## TEXTE AFFICHÉ
☆ ☆ ☆ ☆ ☆

Face à ce constat alarmant, le rapport fait des propositions, Jacques-Bernard Magner l’a rappelé, pour relancer des séjours de vacances collectifs. Il s’agit, par exemple, d’intervenir auprès de la SNCF pour obtenir des tarifs préférentiels, de favoriser une plus grande diffusion des chèques-vacances dans les entreprises ou encore de créer un fonds national d’aide aux départs en vacances collectives.

Cela, beaucoup de collectivités l’ont déjà fait, de manière volontariste, à leur niveau et selon leurs capacités financières. Je prendrai l’exemple du département du Nord, qui s’est illustré à travers l’opération « Vacances du cœur » en partenariat avec l’association La Jeunesse au plein air ou à travers un autre dispositif volontariste, l’aide au départ des jeunes, en partenariat avec les centres sociaux et les acteurs locaux de chacun des territoires.

☆ ☆ ☆ ☆ ☆

## SECTION DONNÉES
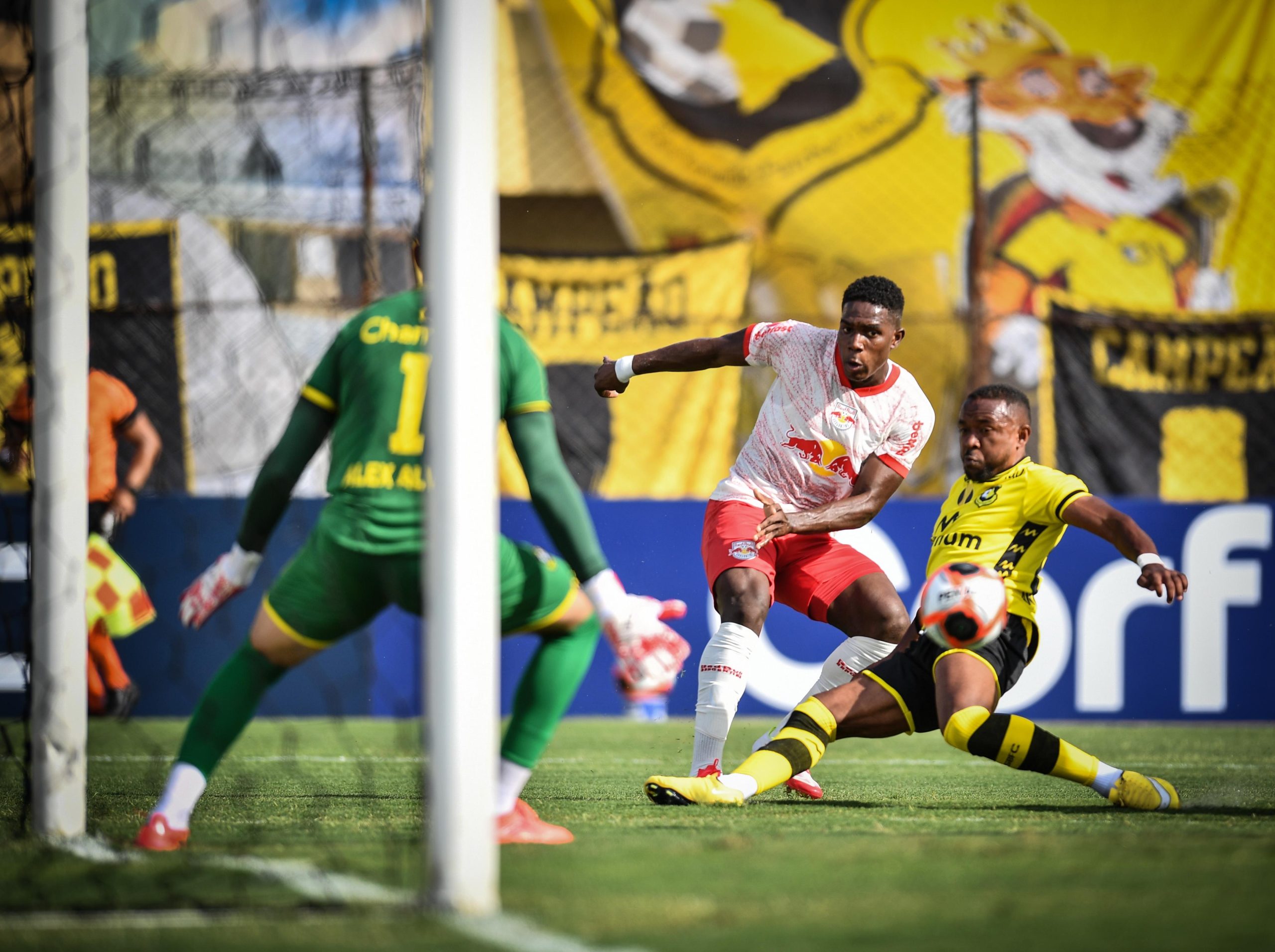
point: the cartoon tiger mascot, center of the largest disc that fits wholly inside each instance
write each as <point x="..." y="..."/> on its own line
<point x="1091" y="213"/>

☆ ☆ ☆ ☆ ☆

## À FAIRE
Reportez à l'identique le passage du texte sur les vacances collectives, depuis « Face à ce constat » jusqu'à « chacun des territoires. » inclus. La liste ci-dessus constitue un matériau indépendant du texte.

## EXERCICE TERMINÉ
Face à ce constat alarmant, le rapport fait des propositions, Jacques-Bernard Magner l’a rappelé, pour relancer des séjours de vacances collectifs. Il s’agit, par exemple, d’intervenir auprès de la SNCF pour obtenir des tarifs préférentiels, de favoriser une plus grande diffusion des chèques-vacances dans les entreprises ou encore de créer un fonds national d’aide aux départs en vacances collectives.

Cela, beaucoup de collectivités l’ont déjà fait, de manière volontariste, à leur niveau et selon leurs capacités financières. Je prendrai l’exemple du département du Nord, qui s’est illustré à travers l’opération « Vacances du cœur » en partenariat avec l’association La Jeunesse au plein air ou à travers un autre dispositif volontariste, l’aide au départ des jeunes, en partenariat avec les centres sociaux et les acteurs locaux de chacun des territoires.